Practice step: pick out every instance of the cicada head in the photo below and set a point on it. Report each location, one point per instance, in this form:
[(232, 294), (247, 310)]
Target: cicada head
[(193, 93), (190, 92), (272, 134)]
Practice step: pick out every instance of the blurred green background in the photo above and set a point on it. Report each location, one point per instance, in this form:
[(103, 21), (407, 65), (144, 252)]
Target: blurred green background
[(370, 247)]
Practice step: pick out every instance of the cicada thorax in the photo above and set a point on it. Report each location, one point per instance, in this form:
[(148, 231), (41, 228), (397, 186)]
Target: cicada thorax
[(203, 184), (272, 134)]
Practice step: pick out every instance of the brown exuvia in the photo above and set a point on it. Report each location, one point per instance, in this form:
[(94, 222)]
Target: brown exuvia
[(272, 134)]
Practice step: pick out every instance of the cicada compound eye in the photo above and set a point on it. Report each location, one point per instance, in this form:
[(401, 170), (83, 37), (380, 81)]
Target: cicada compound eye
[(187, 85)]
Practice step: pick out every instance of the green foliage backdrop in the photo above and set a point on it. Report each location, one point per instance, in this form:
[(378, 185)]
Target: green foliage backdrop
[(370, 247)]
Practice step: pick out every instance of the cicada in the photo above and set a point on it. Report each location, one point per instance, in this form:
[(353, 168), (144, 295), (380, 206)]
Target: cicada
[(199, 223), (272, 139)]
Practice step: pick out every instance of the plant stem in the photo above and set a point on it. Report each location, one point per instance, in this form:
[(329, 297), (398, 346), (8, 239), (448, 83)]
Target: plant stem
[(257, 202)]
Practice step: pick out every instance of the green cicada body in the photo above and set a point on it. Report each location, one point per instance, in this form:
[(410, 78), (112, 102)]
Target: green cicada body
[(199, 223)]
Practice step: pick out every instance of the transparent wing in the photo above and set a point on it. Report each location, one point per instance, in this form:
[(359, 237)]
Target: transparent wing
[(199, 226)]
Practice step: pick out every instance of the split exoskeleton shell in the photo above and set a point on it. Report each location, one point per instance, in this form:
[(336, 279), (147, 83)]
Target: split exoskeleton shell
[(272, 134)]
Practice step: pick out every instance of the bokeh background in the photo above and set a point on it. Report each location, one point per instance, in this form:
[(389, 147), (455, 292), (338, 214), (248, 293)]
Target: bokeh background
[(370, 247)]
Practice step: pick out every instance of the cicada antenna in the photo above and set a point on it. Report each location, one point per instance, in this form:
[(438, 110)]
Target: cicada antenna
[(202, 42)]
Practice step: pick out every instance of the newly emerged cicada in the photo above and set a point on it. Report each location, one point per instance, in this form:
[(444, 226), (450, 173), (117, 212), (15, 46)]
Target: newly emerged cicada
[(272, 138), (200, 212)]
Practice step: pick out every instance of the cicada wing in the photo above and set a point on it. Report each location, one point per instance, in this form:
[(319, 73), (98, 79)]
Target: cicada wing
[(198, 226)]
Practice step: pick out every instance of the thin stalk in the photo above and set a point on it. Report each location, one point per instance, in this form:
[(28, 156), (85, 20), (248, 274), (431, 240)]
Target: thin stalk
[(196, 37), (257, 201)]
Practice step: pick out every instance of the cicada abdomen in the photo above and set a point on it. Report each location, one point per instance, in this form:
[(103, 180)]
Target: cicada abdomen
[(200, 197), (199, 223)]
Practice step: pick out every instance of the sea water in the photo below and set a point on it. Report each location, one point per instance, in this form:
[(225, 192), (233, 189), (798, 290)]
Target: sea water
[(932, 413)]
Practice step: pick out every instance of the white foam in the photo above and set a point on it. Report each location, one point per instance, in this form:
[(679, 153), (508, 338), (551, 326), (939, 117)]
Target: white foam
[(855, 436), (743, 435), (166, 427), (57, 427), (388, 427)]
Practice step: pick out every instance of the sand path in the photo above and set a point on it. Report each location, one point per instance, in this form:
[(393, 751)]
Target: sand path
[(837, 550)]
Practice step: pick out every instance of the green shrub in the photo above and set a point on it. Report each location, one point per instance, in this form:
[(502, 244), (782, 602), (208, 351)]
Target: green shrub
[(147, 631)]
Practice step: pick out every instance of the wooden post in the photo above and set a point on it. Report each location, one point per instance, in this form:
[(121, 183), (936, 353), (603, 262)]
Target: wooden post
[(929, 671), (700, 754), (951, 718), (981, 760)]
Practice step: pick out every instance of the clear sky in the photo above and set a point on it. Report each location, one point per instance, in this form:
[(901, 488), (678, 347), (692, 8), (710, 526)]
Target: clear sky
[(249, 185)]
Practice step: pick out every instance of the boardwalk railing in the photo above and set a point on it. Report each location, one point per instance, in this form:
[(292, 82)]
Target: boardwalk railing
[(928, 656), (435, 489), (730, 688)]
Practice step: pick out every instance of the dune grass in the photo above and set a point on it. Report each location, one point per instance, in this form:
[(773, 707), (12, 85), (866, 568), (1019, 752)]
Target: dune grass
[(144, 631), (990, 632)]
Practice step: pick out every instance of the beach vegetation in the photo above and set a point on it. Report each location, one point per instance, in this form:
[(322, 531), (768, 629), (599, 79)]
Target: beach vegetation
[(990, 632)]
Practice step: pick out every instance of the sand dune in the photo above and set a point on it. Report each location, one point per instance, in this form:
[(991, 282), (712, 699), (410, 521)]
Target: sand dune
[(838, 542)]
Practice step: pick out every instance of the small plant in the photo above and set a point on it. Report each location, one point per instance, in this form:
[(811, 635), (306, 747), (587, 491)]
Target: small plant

####################

### WHAT YOU WILL DO
Swap "wooden post" for "fence post" in the records from the line with "Practice step: pick out every instance of the sand path" to the line with "[(249, 185)]". Return only those lines, with everything else left unchanged.

### PROBLEM SOLUTION
Practice step: pick out every instance of the sand path in the photo above and set a point on it. Report each location, one point per instance, in this form:
[(393, 751)]
Target: sand path
[(837, 550)]
Practice step: pick out every instance of the green shrub in the photo above and set a point on it. Report each location, one point per instance, in this form:
[(502, 244), (782, 602), (208, 351)]
Target: green shrub
[(147, 631)]
Practice step: pick out every instance of the fence post in the photo above and set a point on it. Report each location, one point per instance, in this form:
[(121, 183), (936, 353), (603, 262)]
Target: fence post
[(929, 671), (700, 754), (951, 718), (981, 760)]
Practice step: pick out every instance of the clear sky in the photo above and set a point on it. Report each location, one point per instance, in this form:
[(901, 488), (678, 347), (692, 8), (710, 526)]
Target: clear sky
[(249, 185)]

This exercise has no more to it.